**Listed records:**
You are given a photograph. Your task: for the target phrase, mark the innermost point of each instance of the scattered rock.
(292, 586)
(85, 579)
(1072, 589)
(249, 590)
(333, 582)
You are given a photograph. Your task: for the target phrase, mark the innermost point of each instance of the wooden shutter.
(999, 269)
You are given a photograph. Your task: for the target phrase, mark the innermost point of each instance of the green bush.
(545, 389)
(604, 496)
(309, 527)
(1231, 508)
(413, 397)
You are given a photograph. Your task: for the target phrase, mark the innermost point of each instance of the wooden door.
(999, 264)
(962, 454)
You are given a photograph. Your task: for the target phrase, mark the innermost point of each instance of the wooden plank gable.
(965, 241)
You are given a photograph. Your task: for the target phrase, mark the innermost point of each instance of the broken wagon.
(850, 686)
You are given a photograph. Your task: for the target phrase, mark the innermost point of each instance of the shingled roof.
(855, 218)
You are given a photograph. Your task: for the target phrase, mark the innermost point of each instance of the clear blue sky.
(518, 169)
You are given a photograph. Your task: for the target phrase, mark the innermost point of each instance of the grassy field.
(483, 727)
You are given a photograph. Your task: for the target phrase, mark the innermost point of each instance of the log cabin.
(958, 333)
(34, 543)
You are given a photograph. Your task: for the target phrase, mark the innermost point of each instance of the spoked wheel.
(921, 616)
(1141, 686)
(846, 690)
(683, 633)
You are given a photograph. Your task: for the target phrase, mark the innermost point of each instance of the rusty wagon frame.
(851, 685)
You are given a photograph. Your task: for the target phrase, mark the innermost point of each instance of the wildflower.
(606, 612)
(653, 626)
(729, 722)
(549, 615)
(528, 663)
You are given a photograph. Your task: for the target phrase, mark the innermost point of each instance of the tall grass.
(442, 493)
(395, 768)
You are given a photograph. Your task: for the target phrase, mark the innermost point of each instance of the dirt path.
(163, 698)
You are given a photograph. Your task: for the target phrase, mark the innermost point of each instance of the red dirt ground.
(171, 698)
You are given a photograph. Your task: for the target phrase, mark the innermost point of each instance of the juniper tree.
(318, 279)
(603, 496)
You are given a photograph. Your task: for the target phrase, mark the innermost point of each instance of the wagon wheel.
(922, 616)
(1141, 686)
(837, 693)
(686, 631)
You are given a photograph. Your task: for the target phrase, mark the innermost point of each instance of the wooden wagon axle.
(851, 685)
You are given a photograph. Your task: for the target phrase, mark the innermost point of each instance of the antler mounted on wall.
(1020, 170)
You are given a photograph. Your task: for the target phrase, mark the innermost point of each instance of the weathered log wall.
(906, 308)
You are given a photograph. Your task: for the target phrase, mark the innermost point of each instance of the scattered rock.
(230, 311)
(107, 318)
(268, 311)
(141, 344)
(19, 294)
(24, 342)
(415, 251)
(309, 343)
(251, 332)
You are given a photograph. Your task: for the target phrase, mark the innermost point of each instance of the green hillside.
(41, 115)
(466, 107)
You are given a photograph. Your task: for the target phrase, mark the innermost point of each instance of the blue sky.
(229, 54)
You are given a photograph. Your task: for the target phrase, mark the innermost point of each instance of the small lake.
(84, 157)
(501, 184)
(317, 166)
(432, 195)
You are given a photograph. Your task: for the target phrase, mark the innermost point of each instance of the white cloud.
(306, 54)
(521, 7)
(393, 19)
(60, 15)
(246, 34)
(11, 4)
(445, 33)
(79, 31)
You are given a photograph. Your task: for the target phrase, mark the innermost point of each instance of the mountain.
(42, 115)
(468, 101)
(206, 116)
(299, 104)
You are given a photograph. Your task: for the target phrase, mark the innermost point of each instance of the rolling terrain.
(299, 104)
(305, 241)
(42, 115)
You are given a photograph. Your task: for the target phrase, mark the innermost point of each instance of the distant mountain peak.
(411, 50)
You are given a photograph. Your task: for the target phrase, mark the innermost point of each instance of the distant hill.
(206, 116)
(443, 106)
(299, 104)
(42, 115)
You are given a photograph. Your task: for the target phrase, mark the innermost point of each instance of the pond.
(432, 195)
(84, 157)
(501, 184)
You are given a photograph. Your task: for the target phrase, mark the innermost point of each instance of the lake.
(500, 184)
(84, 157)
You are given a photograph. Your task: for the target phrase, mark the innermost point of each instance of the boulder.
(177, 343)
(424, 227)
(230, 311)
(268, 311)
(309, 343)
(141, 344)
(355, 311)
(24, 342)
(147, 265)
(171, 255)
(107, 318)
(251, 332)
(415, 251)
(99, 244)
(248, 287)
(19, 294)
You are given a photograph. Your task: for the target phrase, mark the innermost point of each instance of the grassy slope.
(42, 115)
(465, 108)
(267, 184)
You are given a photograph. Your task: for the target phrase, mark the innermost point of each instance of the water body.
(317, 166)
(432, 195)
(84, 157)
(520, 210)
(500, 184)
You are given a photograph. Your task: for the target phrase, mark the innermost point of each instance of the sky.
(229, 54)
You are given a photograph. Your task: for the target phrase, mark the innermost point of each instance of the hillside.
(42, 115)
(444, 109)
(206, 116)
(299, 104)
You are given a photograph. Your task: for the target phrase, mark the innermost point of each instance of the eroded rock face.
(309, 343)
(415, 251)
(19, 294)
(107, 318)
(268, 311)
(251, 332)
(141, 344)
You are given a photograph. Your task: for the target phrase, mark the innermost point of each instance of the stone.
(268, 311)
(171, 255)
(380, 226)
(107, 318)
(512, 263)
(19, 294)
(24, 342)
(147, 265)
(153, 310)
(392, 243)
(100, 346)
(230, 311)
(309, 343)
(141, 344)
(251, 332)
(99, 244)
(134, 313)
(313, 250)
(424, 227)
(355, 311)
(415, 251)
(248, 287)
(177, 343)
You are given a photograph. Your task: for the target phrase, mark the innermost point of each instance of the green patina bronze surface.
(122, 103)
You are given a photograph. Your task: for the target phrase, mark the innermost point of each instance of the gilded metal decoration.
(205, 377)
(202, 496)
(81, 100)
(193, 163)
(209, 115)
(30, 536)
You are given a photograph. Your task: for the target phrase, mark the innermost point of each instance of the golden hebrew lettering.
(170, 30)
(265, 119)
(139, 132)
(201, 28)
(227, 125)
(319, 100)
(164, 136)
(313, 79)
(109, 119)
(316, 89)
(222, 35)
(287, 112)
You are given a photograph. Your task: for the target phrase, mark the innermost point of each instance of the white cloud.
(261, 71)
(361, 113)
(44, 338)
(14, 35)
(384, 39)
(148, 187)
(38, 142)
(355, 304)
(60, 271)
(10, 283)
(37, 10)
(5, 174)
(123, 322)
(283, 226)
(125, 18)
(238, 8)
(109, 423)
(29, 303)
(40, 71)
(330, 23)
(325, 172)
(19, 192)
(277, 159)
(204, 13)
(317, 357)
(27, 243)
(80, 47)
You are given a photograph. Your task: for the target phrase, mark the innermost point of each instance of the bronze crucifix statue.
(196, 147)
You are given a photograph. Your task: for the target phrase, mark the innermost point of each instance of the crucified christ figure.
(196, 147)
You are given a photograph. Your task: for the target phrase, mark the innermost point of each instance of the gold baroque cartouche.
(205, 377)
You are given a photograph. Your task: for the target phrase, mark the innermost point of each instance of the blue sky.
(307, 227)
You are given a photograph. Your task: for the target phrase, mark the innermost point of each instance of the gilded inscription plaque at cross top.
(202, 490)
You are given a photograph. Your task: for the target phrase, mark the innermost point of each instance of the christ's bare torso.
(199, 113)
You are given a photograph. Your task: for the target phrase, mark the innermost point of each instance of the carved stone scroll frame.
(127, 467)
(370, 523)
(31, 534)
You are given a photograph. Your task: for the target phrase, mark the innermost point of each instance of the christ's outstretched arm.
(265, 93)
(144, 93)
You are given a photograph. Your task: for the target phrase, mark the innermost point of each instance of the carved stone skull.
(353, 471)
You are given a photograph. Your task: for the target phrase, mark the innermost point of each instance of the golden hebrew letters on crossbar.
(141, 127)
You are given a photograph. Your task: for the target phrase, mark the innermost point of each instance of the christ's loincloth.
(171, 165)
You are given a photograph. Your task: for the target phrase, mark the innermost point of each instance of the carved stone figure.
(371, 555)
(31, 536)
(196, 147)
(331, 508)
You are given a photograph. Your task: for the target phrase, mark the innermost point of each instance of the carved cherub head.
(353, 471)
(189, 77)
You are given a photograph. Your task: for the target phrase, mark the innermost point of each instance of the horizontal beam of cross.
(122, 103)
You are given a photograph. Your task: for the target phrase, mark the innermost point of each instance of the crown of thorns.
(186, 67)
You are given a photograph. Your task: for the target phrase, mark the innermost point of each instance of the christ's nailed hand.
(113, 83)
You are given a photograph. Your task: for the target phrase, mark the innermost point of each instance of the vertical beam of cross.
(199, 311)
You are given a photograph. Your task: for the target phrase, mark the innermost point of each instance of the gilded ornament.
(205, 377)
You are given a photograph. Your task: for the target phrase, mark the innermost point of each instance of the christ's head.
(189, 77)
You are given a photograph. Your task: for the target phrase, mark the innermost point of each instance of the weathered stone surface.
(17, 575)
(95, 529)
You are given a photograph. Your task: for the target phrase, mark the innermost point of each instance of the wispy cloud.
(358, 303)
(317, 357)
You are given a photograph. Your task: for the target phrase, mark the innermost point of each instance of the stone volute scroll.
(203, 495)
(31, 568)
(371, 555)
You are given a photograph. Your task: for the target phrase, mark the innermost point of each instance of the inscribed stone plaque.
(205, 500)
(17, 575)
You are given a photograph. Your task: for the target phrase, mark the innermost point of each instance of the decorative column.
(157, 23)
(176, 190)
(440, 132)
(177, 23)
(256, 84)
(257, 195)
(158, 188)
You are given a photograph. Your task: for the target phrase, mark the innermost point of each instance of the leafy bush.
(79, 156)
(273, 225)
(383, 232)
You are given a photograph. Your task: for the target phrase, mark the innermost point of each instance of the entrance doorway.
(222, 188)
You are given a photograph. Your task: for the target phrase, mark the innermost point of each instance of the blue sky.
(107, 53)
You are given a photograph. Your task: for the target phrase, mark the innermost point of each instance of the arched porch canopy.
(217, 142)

**Goal:**
Output the entries from the line containing "weathered stone surface." up to and including the last line of the entries, reproducing each line verbatim.

**Final answer:**
You are given a photograph. Your task: for the target phrase, mark the innermost point of each instance of the weathered stone surface.
(17, 575)
(95, 529)
You are given a photograph. Your task: for the target phrase, mark the innermost point of each instance of the wispy cloud.
(358, 303)
(317, 357)
You are given a photograph. Your task: for the target phrase, mark the innermost point of each instance of the stone volute scroll.
(203, 495)
(31, 568)
(371, 555)
You are given a photograph. Your task: for the target phrase, mark the innermost point of each instance of the inscribed stone plaque.
(205, 500)
(17, 575)
You are given a photograph. Your task: for the target phrase, mark the innermost point of each instance of the decorative column.
(157, 23)
(176, 190)
(440, 132)
(177, 23)
(256, 84)
(257, 195)
(158, 188)
You are given a photograph. Your task: for the target phrase, mark the innermost point of each instance of the leafy bush.
(79, 156)
(273, 225)
(383, 232)
You are given a photograph. Your task: for the target phrase, mark the innermost point of each instance of the entrance doorway.
(222, 188)
You are given a photograph. Your task: for the target phrase, mark the innermost point of each instance of the blue sky.
(107, 53)
You are given a photograph. Your task: for the target phrase, mark the innermost point of each instance of the arched porch canopy.
(217, 142)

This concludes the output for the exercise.